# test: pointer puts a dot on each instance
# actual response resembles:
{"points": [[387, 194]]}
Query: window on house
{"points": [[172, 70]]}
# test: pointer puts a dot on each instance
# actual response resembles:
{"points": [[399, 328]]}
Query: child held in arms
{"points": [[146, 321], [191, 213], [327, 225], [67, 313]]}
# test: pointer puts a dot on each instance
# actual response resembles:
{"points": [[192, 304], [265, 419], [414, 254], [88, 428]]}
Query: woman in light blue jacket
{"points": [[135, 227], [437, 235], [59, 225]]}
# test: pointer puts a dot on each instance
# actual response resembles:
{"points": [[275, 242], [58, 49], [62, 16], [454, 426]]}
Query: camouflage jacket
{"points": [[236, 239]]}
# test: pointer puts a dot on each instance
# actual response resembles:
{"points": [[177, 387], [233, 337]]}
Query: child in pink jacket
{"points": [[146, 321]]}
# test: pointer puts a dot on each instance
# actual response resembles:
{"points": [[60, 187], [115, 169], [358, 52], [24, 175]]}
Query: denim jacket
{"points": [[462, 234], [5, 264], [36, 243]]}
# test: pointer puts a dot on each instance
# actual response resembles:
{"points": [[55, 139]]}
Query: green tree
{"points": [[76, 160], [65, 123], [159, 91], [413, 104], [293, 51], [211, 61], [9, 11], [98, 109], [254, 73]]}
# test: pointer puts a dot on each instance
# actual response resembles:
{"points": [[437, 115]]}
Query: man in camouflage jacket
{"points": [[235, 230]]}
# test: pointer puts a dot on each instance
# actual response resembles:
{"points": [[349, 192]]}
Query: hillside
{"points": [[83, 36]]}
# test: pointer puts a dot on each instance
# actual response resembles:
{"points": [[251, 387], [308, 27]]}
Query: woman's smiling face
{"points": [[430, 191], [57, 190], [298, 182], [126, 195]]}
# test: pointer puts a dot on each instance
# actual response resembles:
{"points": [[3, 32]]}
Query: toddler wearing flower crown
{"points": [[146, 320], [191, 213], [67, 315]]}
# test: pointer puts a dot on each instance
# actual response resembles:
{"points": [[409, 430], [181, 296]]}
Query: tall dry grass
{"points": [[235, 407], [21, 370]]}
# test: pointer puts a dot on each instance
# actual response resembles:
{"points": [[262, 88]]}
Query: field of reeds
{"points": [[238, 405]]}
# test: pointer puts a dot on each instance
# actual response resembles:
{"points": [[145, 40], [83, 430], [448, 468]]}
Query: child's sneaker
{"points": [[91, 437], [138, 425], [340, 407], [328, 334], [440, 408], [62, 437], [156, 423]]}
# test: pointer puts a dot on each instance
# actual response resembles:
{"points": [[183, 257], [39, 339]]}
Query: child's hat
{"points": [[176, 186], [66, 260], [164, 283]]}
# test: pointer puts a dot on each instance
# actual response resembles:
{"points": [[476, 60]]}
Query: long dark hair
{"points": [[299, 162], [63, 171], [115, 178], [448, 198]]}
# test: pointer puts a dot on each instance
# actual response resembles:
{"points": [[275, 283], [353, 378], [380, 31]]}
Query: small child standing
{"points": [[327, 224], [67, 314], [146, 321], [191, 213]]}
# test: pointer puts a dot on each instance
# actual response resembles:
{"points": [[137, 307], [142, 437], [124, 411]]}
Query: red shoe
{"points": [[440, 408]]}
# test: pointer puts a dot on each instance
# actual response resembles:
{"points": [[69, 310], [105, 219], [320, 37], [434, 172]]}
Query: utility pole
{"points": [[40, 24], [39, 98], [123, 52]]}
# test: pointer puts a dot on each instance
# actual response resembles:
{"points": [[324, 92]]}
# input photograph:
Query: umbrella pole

Goal of the exercise:
An exact copy of every line above is what this asks for.

Finished task:
# test: pointer puts a dot on each instance
# actual response resembles:
{"points": [[387, 194]]}
Query: window on house
{"points": [[172, 70]]}
# test: pointer puts a dot on each instance
# actual response resembles:
{"points": [[399, 328]]}
Query: child held in arms
{"points": [[146, 321], [191, 213], [327, 225], [67, 313]]}
# test: pointer puts a dot on each instance
# actual response resembles:
{"points": [[192, 304], [265, 419], [414, 254], [88, 428]]}
Query: woman in light blue jacket
{"points": [[135, 227], [437, 235], [59, 225]]}
# test: pointer puts a dot on each instance
# actual response resembles:
{"points": [[275, 242], [58, 49], [62, 16], [454, 426]]}
Query: camouflage jacket
{"points": [[236, 239]]}
# test: pointer puts a dot on each instance
# actual response resembles:
{"points": [[177, 387], [233, 337]]}
Query: child in pink jacket
{"points": [[146, 321]]}
# test: pointer puts a dot on each instance
# actual response resembles:
{"points": [[60, 187], [115, 169], [358, 52], [24, 175]]}
Query: denim jacket
{"points": [[462, 234], [5, 264], [36, 243]]}
# test: pointer puts a dot on each instance
# actual response resembles:
{"points": [[55, 139]]}
Query: green tree
{"points": [[76, 160], [65, 123], [159, 91], [413, 104], [293, 51], [211, 61], [9, 11], [98, 109], [254, 73]]}
# test: pointer puts a dot on each instance
# actual response resembles:
{"points": [[437, 115]]}
Query: man in camouflage jacket
{"points": [[235, 230]]}
# test: pointer puts a dot on each instance
# actual response resembles:
{"points": [[349, 192]]}
Query: hillside
{"points": [[83, 36]]}
# test: pointer puts a dot on each instance
# actual response resembles:
{"points": [[251, 387], [308, 27]]}
Query: woman's smiling face
{"points": [[430, 191], [57, 190], [298, 182], [126, 195]]}
# test: pointer puts a dot on each instance
# actual response resembles:
{"points": [[3, 32]]}
Query: toddler wearing flower crown
{"points": [[146, 320], [191, 213], [67, 315]]}
# test: pointer puts a dot on each instance
# actual response resembles:
{"points": [[409, 430], [181, 296]]}
Query: tall dry grass
{"points": [[235, 407], [21, 370]]}
# test: pointer puts a dot on each instance
# actual response resembles:
{"points": [[262, 88]]}
Query: field of reeds
{"points": [[238, 405]]}
# test: pointer puts a dot on each instance
# actual response resembles:
{"points": [[145, 40], [83, 430], [448, 468]]}
Query: child's sneaker
{"points": [[91, 437], [138, 425], [340, 407], [328, 334], [440, 408], [62, 437], [156, 423]]}
# test: pointer puts a dot on each instance
# actual response resembles:
{"points": [[183, 257], [39, 339]]}
Query: child's hat
{"points": [[176, 186], [66, 260], [164, 283]]}
# test: pointer puts a dot on each instance
# actual response resembles:
{"points": [[476, 60]]}
Query: long dark hair
{"points": [[299, 162], [63, 171], [115, 178], [448, 198]]}
# test: pointer puts a dot on each instance
# actual response resembles:
{"points": [[275, 283], [353, 378], [380, 31]]}
Query: small child standing
{"points": [[327, 224], [67, 314], [146, 321], [191, 213]]}
# test: pointer puts a dot on each instance
# actual response resembles:
{"points": [[137, 307], [142, 437], [124, 411]]}
Query: red shoe
{"points": [[440, 408]]}
# test: pointer puts a dot on each instance
# actual response resembles:
{"points": [[69, 310], [105, 219], [320, 37], [434, 172]]}
Query: utility pole
{"points": [[40, 24], [39, 98], [123, 52]]}
# test: pointer puts a dot on each instance
# actual response resembles:
{"points": [[324, 92]]}
# input photograph:
Query: umbrella pole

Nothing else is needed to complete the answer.